(Given information)
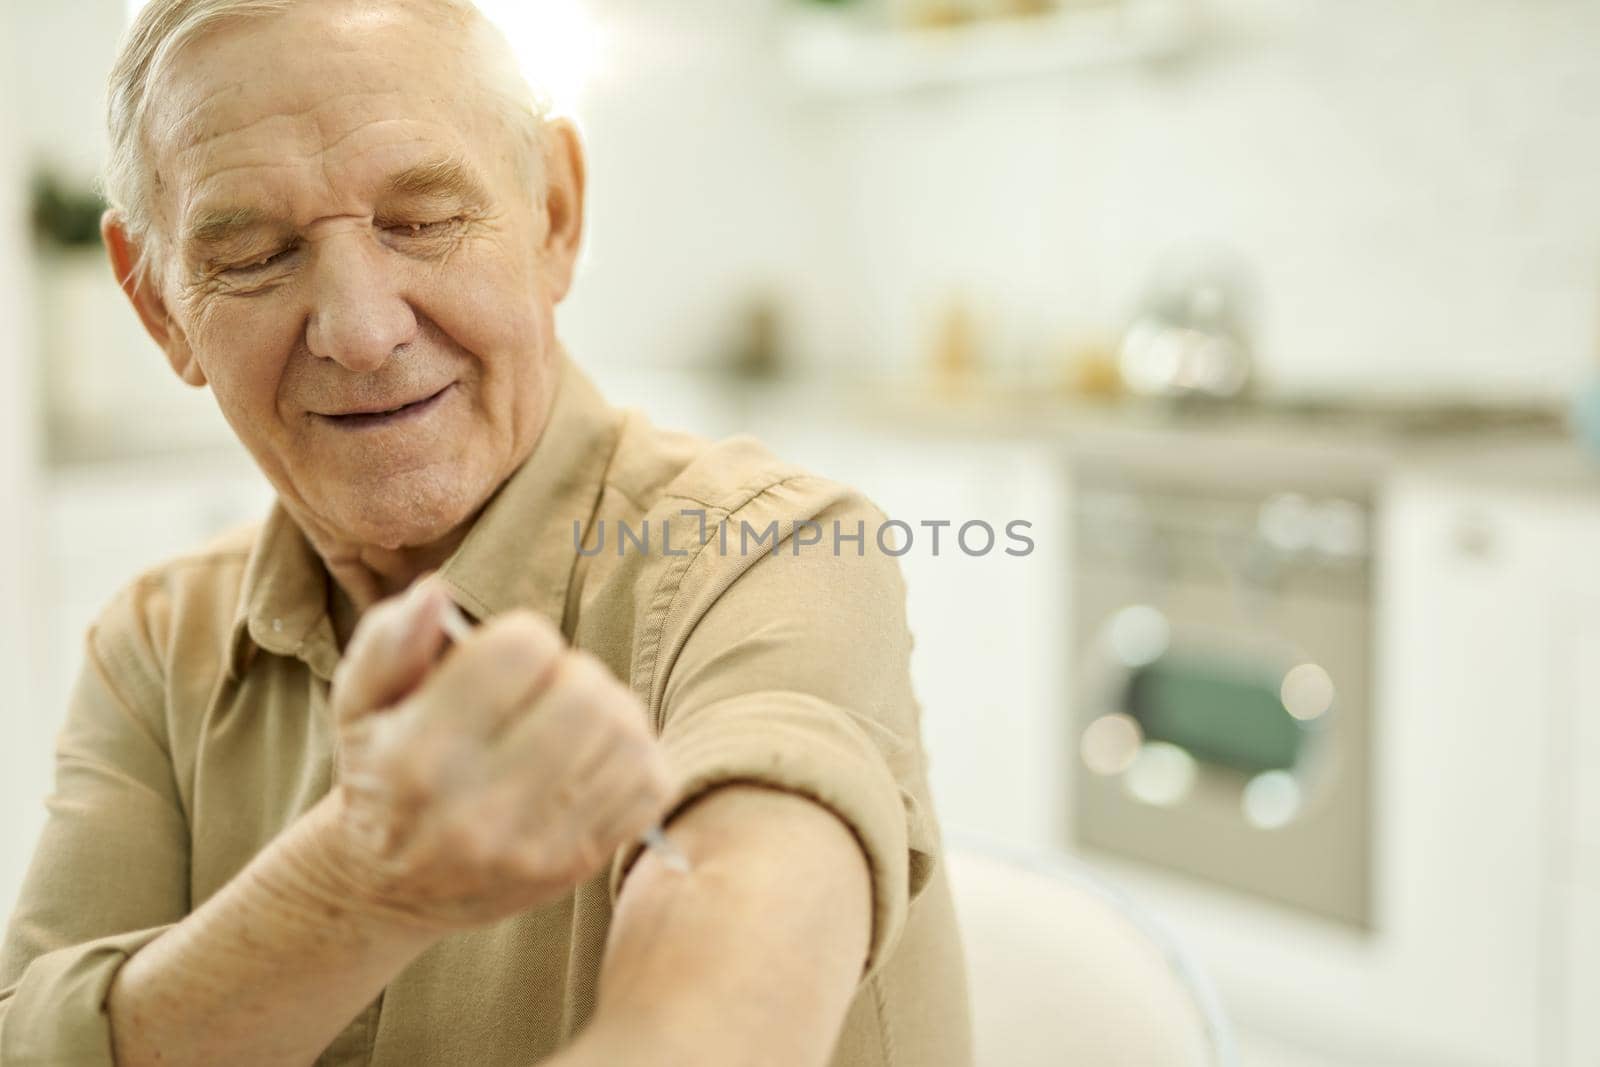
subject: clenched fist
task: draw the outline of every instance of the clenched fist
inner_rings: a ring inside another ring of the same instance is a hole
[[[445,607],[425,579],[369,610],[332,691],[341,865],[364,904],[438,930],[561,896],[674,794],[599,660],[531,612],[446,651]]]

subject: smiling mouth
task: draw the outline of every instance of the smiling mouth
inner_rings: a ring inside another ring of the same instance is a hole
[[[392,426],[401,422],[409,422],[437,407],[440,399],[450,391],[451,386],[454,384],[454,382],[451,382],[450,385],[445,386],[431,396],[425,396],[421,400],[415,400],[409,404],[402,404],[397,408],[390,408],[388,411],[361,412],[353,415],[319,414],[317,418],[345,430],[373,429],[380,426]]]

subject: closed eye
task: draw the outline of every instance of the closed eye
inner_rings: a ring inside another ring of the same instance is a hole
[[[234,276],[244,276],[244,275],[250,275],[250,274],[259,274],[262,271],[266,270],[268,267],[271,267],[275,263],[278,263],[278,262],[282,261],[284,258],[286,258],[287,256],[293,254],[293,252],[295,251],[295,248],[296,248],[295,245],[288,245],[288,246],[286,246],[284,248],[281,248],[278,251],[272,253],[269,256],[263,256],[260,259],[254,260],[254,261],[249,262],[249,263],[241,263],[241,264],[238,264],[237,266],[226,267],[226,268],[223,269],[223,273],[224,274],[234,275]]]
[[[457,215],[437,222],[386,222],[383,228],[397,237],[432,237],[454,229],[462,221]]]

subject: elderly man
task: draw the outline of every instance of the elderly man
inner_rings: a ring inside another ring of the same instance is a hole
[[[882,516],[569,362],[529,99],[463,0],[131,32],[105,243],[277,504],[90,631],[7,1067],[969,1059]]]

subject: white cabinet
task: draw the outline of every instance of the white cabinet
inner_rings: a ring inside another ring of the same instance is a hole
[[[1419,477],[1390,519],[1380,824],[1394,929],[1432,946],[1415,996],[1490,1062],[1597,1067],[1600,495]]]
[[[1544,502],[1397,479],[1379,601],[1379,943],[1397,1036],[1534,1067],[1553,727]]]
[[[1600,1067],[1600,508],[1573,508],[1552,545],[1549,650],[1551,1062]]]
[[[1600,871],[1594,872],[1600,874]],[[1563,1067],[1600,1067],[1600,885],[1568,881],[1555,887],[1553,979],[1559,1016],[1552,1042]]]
(End Given information)
▸ **Work item**
Work out how many lines in the listing above hold the word "closed", and answer only with that number.

▸ **Solution to this problem**
2